Reproduce the text lines of every entry below without any change, and leave the images out.

* **Region labeling entries**
--------------------------------

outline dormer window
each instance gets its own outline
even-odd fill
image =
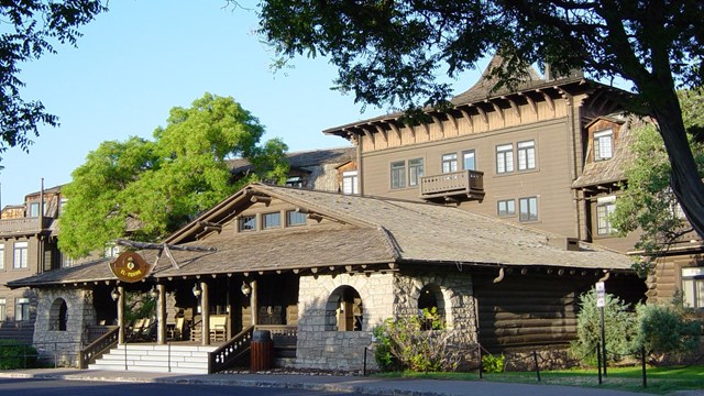
[[[594,161],[609,160],[614,156],[614,131],[608,129],[594,132]]]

--------------------------------

* **Exercise output**
outline dormer window
each instance gets its own outline
even-odd fill
image =
[[[594,161],[609,160],[614,156],[614,131],[608,129],[594,132]]]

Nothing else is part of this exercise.